**Excerpted records**

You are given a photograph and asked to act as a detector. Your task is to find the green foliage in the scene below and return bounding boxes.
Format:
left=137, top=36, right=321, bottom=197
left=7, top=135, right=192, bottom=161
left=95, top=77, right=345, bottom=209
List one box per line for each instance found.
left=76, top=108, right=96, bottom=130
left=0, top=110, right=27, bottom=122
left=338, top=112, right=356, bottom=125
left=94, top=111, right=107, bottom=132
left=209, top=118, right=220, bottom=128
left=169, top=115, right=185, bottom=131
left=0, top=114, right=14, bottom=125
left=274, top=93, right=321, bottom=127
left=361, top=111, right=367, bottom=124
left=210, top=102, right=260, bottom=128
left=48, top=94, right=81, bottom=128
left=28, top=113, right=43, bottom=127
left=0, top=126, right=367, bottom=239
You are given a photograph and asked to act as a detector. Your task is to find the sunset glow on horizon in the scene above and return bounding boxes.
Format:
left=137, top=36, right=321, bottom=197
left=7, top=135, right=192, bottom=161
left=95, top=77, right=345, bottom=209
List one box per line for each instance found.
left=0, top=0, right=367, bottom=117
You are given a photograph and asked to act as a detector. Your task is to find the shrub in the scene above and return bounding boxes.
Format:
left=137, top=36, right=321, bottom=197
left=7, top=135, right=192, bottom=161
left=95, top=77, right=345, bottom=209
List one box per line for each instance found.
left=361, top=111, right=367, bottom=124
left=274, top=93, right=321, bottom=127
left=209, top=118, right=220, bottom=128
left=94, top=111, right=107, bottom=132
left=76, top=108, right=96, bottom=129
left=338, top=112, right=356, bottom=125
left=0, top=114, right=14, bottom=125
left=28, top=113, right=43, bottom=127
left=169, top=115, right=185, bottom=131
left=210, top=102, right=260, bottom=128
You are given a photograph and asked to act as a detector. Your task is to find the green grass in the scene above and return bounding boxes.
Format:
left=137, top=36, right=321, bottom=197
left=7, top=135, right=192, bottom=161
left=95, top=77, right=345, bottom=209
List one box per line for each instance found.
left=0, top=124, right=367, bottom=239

**What to work on**
Please rewrite every row above with "detector" changed to "locator" and nothing else altered.

**Expected answer**
You are given a photograph and asked to act as a locator. Your task is to find the green foliage in the scene below and return bounding boxes.
Format:
left=137, top=36, right=321, bottom=197
left=7, top=135, right=192, bottom=161
left=95, top=77, right=345, bottom=209
List one box per line for each instance found.
left=76, top=108, right=96, bottom=130
left=0, top=110, right=27, bottom=122
left=338, top=112, right=356, bottom=125
left=94, top=111, right=107, bottom=132
left=209, top=118, right=220, bottom=128
left=169, top=115, right=185, bottom=131
left=0, top=114, right=14, bottom=125
left=274, top=93, right=321, bottom=127
left=361, top=111, right=367, bottom=124
left=210, top=102, right=260, bottom=128
left=48, top=94, right=81, bottom=128
left=28, top=113, right=43, bottom=127
left=0, top=126, right=367, bottom=239
You are given a photograph and asked to act as a locator. Your task is to find the sunset glow on horizon in the scene above and return bounding boxes.
Format:
left=137, top=36, right=321, bottom=197
left=7, top=135, right=192, bottom=161
left=95, top=77, right=345, bottom=209
List one box per line for each instance found.
left=0, top=0, right=367, bottom=117
You are given a photograph and asked to act as a locator. Your task is to find the shrub in the scene above and return bounding boxes.
Format:
left=137, top=36, right=321, bottom=197
left=7, top=135, right=192, bottom=161
left=95, top=77, right=345, bottom=209
List one box per line for each instance found.
left=361, top=111, right=367, bottom=124
left=274, top=93, right=321, bottom=127
left=209, top=118, right=220, bottom=128
left=94, top=111, right=107, bottom=132
left=76, top=108, right=96, bottom=129
left=338, top=112, right=356, bottom=125
left=0, top=114, right=14, bottom=125
left=28, top=113, right=43, bottom=127
left=169, top=115, right=185, bottom=131
left=210, top=102, right=260, bottom=128
You are given a photograph and asked to act as a locator. Your task is to find the green grass in the scene above and return bounding boxes.
Format:
left=137, top=36, right=321, bottom=197
left=7, top=135, right=192, bottom=161
left=95, top=77, right=345, bottom=209
List one box per line for each instance found.
left=0, top=124, right=367, bottom=239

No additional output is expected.